Dataset items
################

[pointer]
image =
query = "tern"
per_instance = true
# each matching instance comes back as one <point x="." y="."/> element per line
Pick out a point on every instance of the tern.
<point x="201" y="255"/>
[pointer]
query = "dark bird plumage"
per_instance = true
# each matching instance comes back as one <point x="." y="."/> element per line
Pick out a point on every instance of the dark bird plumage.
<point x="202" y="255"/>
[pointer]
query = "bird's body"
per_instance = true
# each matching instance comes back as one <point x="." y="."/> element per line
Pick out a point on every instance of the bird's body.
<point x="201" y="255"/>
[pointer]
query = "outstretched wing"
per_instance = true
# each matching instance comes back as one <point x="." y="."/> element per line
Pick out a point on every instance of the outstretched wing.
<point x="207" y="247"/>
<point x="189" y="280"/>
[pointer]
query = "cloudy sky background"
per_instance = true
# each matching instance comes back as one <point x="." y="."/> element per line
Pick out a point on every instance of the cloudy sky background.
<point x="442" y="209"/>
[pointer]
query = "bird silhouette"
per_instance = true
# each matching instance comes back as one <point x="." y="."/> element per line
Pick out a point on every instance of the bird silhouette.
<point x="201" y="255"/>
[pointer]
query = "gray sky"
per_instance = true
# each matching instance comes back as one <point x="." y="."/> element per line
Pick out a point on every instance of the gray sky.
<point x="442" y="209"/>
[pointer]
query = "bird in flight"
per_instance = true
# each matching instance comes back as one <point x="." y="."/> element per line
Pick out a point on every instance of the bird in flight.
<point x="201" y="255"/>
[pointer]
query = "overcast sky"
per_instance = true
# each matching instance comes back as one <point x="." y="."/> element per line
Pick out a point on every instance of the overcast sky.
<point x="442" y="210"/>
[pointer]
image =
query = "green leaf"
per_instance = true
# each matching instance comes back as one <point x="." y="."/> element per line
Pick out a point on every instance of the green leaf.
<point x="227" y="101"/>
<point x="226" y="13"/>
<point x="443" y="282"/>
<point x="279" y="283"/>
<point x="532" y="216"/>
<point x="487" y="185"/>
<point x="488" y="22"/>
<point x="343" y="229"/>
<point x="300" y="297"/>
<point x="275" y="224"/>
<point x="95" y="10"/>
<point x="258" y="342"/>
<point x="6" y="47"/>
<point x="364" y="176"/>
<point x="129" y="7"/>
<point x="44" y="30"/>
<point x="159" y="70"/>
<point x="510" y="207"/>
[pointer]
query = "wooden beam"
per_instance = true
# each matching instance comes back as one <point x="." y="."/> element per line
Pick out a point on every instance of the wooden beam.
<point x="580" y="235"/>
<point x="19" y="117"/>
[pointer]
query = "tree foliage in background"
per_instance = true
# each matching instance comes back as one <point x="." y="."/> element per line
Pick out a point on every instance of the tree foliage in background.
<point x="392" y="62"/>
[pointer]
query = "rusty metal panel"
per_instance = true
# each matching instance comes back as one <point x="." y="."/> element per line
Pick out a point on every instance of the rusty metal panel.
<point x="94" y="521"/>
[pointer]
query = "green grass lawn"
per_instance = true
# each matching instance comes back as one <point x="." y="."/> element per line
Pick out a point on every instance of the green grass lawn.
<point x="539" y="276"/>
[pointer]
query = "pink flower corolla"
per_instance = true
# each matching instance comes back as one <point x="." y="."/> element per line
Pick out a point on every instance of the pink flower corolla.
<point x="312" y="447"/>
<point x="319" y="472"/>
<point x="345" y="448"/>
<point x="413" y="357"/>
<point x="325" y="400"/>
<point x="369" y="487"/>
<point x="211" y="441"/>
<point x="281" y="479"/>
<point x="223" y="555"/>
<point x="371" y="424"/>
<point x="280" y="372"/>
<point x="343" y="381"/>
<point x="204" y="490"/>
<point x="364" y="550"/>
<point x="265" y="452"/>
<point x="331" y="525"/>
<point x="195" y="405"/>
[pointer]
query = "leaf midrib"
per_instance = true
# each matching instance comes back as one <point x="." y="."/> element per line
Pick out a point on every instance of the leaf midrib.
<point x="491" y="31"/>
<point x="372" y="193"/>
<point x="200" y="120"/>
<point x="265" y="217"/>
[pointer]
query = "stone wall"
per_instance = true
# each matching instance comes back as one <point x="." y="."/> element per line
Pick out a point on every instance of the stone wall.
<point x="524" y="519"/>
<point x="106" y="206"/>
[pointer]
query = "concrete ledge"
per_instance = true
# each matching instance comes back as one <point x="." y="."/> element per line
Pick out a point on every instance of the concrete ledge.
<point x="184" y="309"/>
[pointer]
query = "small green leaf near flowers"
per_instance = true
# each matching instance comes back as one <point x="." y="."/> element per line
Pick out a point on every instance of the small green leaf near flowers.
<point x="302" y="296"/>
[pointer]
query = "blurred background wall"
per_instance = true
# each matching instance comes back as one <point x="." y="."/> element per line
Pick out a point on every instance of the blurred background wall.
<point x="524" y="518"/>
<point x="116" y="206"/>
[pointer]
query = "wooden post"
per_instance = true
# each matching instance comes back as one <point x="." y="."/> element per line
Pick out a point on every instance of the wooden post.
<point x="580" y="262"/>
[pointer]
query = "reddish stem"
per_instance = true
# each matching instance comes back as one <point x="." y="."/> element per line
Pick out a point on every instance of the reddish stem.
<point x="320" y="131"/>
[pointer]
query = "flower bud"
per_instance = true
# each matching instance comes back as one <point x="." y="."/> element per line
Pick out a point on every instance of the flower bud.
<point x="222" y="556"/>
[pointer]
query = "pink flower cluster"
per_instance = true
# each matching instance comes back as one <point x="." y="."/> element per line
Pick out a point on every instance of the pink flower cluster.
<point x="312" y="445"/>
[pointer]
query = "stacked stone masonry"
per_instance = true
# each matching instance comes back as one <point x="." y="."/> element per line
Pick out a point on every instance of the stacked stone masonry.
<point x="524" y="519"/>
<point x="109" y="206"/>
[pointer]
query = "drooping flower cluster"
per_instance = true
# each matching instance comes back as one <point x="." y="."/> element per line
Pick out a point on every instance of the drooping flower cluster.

################

▶ **What needs to be done**
Lines that include the word "drooping" are to be extracted from the data above.

▶ **Worked solution**
query = "drooping flower cluster"
Pick out a point on every instance of the drooping flower cluster.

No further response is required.